** begin **

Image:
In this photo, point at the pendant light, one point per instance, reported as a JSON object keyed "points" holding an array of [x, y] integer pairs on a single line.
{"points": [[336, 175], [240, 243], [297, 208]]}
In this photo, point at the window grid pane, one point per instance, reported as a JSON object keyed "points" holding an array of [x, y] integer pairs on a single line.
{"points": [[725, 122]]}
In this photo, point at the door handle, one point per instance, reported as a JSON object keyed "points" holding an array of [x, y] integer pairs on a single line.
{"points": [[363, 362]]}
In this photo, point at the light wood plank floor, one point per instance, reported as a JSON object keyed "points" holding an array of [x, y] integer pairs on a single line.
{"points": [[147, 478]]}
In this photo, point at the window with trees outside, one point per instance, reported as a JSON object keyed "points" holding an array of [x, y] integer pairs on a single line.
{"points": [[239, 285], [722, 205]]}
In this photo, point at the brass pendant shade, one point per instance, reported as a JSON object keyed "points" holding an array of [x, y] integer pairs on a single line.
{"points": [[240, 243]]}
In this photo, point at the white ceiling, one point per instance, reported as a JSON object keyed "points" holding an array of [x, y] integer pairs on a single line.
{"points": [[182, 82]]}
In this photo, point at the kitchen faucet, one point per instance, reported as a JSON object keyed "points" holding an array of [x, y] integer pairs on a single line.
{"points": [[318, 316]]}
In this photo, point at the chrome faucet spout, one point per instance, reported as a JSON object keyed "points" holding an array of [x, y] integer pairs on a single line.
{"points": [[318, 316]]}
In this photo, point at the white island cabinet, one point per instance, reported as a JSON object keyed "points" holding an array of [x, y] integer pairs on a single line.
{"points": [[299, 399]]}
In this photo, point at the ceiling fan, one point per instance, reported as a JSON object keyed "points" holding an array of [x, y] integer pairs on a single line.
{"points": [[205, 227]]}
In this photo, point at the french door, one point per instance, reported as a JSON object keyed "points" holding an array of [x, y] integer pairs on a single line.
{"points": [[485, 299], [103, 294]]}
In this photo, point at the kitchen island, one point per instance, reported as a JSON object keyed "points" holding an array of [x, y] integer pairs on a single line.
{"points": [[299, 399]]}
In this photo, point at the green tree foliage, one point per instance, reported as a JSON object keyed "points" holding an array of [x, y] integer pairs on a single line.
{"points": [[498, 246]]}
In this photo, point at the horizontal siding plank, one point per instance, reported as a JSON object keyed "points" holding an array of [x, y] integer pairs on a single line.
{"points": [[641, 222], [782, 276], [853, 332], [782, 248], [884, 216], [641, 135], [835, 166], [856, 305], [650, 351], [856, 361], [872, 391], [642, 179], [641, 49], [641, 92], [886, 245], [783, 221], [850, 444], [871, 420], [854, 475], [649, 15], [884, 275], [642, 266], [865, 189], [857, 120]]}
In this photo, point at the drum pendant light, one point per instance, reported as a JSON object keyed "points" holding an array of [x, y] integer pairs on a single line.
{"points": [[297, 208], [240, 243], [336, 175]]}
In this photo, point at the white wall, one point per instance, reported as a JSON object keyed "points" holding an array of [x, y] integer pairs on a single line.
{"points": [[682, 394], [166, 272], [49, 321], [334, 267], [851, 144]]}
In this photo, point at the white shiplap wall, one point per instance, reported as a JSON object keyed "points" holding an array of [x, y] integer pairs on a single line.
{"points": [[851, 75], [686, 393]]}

** end **

* _Exercise instructions_: Rewrite the data from the line with "In this photo, point at the horizontal" through the end of the data, with each line in its original order. Shift every x and y coordinate in the answers down by 3.

* _Result_:
In this photo, point at the horizontal siding plank, one point per instance, reported as a JSON object keyed "points" holding an array of [x, y] integer pairs on a single line.
{"points": [[638, 219], [779, 273], [850, 329], [779, 245], [881, 213], [638, 132], [832, 163], [853, 302], [647, 348], [853, 358], [869, 388], [639, 176], [638, 46], [638, 89], [883, 242], [780, 218], [847, 441], [868, 417], [851, 472], [646, 12], [881, 272], [639, 263], [862, 186], [854, 117]]}
In this photo, point at the drum pendant light, one point per instance, reported as a JSON object keyed "points" holding an array of [x, y] integer pairs on a single line.
{"points": [[294, 205], [237, 240], [333, 172]]}
In this photo, point at the white wall, one point per instance, reported as a JSON object keyed "points" holding an array of [x, y] integer pairs on a single line.
{"points": [[679, 391], [163, 269], [46, 318], [331, 264], [848, 141]]}
In this photo, point at the white shiplap wall, one point per instance, reported as a JSON object keyed "points" holding an array of [x, y] integer pairs on a single line.
{"points": [[848, 72], [683, 390]]}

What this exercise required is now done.